__PASSAGE TO READ__
>> Start

Next, I used the DWORD crunching because I didn't want to make a bunch a special states for each type of function you can get from an input device. If did do it that way, I would have separate actions defined for all types of controls. That seams pointless to me because I can just use MAKEDWORD(), HIWORD() and LOHWORD with a single DWORD and get all the information with only use one type of function. Much like the way a message procedure handles these things.

You said that actions only worked with menus??? I never said that, what I said was that you have to configure the actions in a menu, but all actions work regardless. This is the same thing as you described "specially designed menu system".

I think mine is a little better because I don't have so many IDs for things. Each device attached to the system is enumerated. Next, mapping is enabled for those devices if the user chooses to use them. If they do want to use those devices, then they just configure them and save the configuration so they don't have to keep configuring it all the time.

Any ways, each device has it's own set of action maps. Not every control is mapped an list of only the maps the user specified, the device has. Each time the input is updated, each VALID does...

1. ) Scan for input
2. ) Start with first action map list element
3. ) Read control data specified by action map
4. ) Call the action function if needed.

>> End

__GOAL 1__
Decide whether each statement agrees with the passage on input action maps. For each, answer yes or no and quote the words of the passage that decide it.
(a) The writer claims that actions work only with menus.
(b) Actions are configured in a menu.
(c) Users must configure their devices again every time they use them.
__GOAL 2__
In the passage on input action maps, what is the third step carried out each time the input is updated?
__GOAL 3__
Continue the passage on input action maps from where it stops.

__RAW RECORDS__
>> Start

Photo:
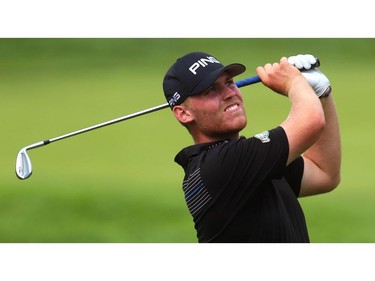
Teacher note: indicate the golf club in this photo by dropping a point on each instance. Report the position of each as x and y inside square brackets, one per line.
[23, 162]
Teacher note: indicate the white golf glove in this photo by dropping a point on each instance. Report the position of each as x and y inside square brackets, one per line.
[317, 80]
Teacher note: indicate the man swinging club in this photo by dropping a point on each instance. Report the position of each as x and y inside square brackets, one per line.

>> End

__TASK RESPONSE 1__
(a) No. "I never said that"
(b) Yes. "you have to configure the actions in a menu, but all actions work regardless"
(c) No. "save the configuration so they don't have to keep configuring it all the time"

__TASK RESPONSE 2__
Read control data specified by action map.

__TASK RESPONSE 3__
5. ) Move onto the next action in the list
6. ) Done!

I'm thinking that I don't even need the DWORD thing really. I can just use an int or something and have separate functions for moving left, right and what not and just use the int parameter as an offset. What I'm trying to do is not have a bunch of function types for things and use just one time. Most of the input is pretty much the same. Like, mouse coordinates are given by offset from the center screen position. Like wise, axis or POV coordinates are given in offsets from 0.

I was thinking about using a special class that is half abstract. Half abstract because some accessory functions are implemented but a process input method would be pure virtual. This way I could derive state classes that contain their own data and special implementation that handles things and the input gets sent to it each frame.